Re: Mahout-279/kmeans++

Ted Dunning Thu, 30 Aug 2012 12:56:47 -0700

The names are outside the vector or matrix data.  Vectors and matrices
store numbers, not strings.


On Thu, Aug 30, 2012 at 3:25 PM, Whitmore, Mattie <[email protected]>wrote:

> I was thinking that one column would be the name for each row -- like a
> "name column" for each vector in a matrix.  I probably mistyped somewhere
> in there :).  Would the algorithm implement better as if given a matrix?
> I'm thinking of work done on extending matrix multiplication to tensor
> multiplication I suppose. That is neither here nor there for this current
> project.
>
> Thanks for the guidance!
>
>
> -----Original Message-----
> From: Ted Dunning [mailto:[email protected]]
> Sent: Thursday, August 30, 2012 2:52 PM
> To: [email protected]
> Subject: Re: Mahout-279/kmeans++
>
> But columns aren't what I would expect you to want labeled.  I think that
> row labels might be nicer.  Happily, each named vector has a name for the
> entire vector as well.
>
> On Thu, Aug 30, 2012 at 2:48 PM, Ted Dunning <[email protected]>
> wrote:
>
> > The input to the BallKmeans is actually not a matrix.  It is an
> > Iterable<MatrixSlice>.  This can be a matrix since a matrix implements
> > this.

[Dataset rows]
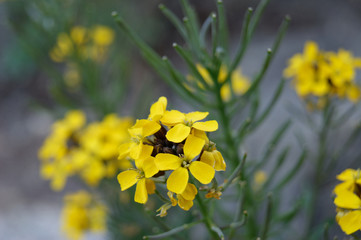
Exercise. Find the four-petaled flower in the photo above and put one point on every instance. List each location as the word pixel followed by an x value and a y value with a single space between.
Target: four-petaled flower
pixel 178 179
pixel 146 169
pixel 183 123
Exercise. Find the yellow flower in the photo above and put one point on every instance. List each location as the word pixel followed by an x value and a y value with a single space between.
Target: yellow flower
pixel 350 178
pixel 183 123
pixel 259 178
pixel 103 138
pixel 178 179
pixel 214 193
pixel 59 149
pixel 348 201
pixel 138 134
pixel 63 48
pixel 185 199
pixel 102 35
pixel 80 214
pixel 350 220
pixel 158 109
pixel 146 168
pixel 93 172
pixel 324 74
pixel 210 155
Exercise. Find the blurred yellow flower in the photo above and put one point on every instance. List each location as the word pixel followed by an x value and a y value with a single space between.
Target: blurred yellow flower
pixel 146 168
pixel 88 151
pixel 81 214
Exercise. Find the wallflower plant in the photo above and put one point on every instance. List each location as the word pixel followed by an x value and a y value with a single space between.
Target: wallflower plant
pixel 175 158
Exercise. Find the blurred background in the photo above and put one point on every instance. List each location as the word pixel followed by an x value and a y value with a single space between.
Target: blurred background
pixel 32 97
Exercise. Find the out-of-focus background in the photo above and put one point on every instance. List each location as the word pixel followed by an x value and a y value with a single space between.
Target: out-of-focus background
pixel 29 209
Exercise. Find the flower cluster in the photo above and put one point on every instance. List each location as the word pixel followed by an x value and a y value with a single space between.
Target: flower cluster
pixel 90 151
pixel 169 145
pixel 323 74
pixel 81 44
pixel 239 83
pixel 82 213
pixel 348 200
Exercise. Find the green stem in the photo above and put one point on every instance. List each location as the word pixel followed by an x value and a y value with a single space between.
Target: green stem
pixel 320 162
pixel 207 220
pixel 225 120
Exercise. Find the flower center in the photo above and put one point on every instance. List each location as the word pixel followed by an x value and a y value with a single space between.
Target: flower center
pixel 188 122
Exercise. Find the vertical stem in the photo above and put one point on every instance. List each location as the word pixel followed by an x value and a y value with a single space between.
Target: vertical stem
pixel 207 220
pixel 320 162
pixel 225 120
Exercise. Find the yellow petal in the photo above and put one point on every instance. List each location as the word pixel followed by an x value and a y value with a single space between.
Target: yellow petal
pixel 196 116
pixel 149 167
pixel 207 157
pixel 350 222
pixel 202 172
pixel 193 147
pixel 190 192
pixel 209 126
pixel 178 180
pixel 150 186
pixel 135 150
pixel 348 174
pixel 348 186
pixel 200 134
pixel 166 161
pixel 158 108
pixel 178 133
pixel 141 194
pixel 184 203
pixel 172 198
pixel 127 179
pixel 225 92
pixel 146 152
pixel 150 128
pixel 220 164
pixel 173 117
pixel 136 132
pixel 349 200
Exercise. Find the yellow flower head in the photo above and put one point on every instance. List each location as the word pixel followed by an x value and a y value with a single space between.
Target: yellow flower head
pixel 90 152
pixel 158 109
pixel 146 169
pixel 155 151
pixel 210 154
pixel 102 35
pixel 85 43
pixel 178 179
pixel 81 214
pixel 185 199
pixel 323 74
pixel 348 201
pixel 182 124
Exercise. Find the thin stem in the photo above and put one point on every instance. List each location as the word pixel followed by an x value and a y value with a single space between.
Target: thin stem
pixel 173 231
pixel 268 218
pixel 235 173
pixel 207 220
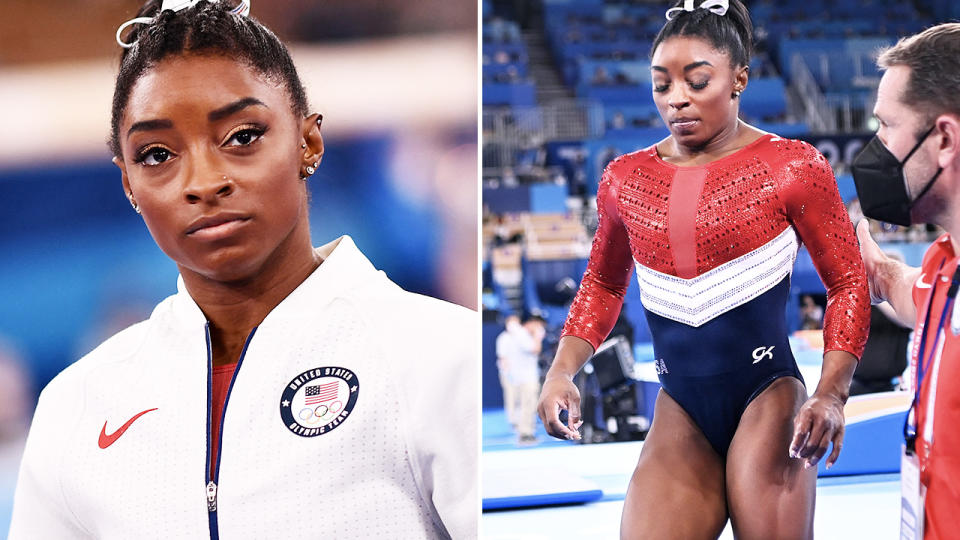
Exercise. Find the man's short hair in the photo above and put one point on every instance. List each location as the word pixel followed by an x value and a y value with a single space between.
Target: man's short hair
pixel 933 57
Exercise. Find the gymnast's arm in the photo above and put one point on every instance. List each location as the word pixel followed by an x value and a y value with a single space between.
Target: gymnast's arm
pixel 813 205
pixel 592 315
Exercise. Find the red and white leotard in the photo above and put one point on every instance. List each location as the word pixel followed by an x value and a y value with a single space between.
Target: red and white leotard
pixel 706 240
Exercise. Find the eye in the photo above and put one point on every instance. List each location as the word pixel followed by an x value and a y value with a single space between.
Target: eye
pixel 246 136
pixel 153 156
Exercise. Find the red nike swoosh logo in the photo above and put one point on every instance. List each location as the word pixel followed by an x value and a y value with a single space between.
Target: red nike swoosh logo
pixel 106 440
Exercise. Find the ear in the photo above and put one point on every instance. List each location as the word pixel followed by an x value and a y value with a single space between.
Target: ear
pixel 310 132
pixel 740 78
pixel 124 179
pixel 948 155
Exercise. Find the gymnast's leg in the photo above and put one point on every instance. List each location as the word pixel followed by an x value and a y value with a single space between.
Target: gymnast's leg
pixel 677 489
pixel 770 495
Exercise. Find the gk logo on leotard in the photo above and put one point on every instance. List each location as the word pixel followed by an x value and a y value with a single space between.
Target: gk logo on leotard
pixel 661 366
pixel 762 352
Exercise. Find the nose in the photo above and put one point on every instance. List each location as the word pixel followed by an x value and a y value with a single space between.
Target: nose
pixel 206 183
pixel 677 99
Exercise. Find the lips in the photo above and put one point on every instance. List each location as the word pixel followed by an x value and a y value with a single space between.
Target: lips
pixel 216 224
pixel 683 123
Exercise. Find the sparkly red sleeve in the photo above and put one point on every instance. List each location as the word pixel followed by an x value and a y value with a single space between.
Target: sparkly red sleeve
pixel 597 305
pixel 813 205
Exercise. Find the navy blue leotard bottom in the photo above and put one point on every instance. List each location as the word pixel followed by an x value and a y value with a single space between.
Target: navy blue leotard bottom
pixel 715 370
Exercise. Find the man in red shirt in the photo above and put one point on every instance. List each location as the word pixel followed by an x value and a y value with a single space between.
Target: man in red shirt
pixel 910 173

| Your tasks |
[A] In the mailing list thread, what does the input to the BallKmeans actually consist of?
[B] Copy out everything in the rows from the line containing "Exercise. Find the yellow petal" down to the line containing "pixel 706 240", both ends included and unchanged. Leave the pictures out.
The mailing list thread and the rows have nothing to do with each other.

| Answers by task |
[A] An Iterable<MatrixSlice>.

[B]
Exercise. Find the yellow petal in the photo above and put one point on every instance. List each location as the word pixel followed by an x value and a y value with a single space between.
Target: yellow petal
pixel 196 116
pixel 149 167
pixel 207 157
pixel 350 222
pixel 202 172
pixel 193 147
pixel 190 192
pixel 209 126
pixel 178 180
pixel 150 186
pixel 135 150
pixel 348 174
pixel 348 186
pixel 200 134
pixel 166 161
pixel 158 108
pixel 178 133
pixel 141 194
pixel 184 203
pixel 172 198
pixel 127 179
pixel 225 92
pixel 146 152
pixel 150 128
pixel 220 164
pixel 173 117
pixel 136 132
pixel 349 200
Exercise. Find the yellow flower head in the photo above and put one point on every instance. List each location as the word pixel followed by an x value and a y value with a single space between.
Target: yellow flower head
pixel 90 152
pixel 158 109
pixel 146 169
pixel 155 151
pixel 210 154
pixel 102 35
pixel 85 43
pixel 178 179
pixel 81 214
pixel 185 199
pixel 323 74
pixel 348 201
pixel 182 124
Exercise. Find the thin stem in the photo above and put one point on every instance. List each location as the word pixel followed by an x value and a y value with a single space between.
Target: thin stem
pixel 173 231
pixel 268 218
pixel 235 173
pixel 207 220
Exercise. Find the man's short hair in the photo above and put one point on every instance. List each location as the word pixel followed by an x value and a y value with a single space between.
Target: man's short hair
pixel 933 57
Exercise. Find the gymnast's arm in the photo above and put one point on every instance. List each location as the word pixel followed by an x value and a y value with a single space between.
Target: gymnast's arm
pixel 813 205
pixel 592 315
Exercise. Find the red and white leotard in the photo above and put one point on every instance. List each location as the word pixel followed by an x value and a y value with a single space between.
Target: red and white leotard
pixel 706 240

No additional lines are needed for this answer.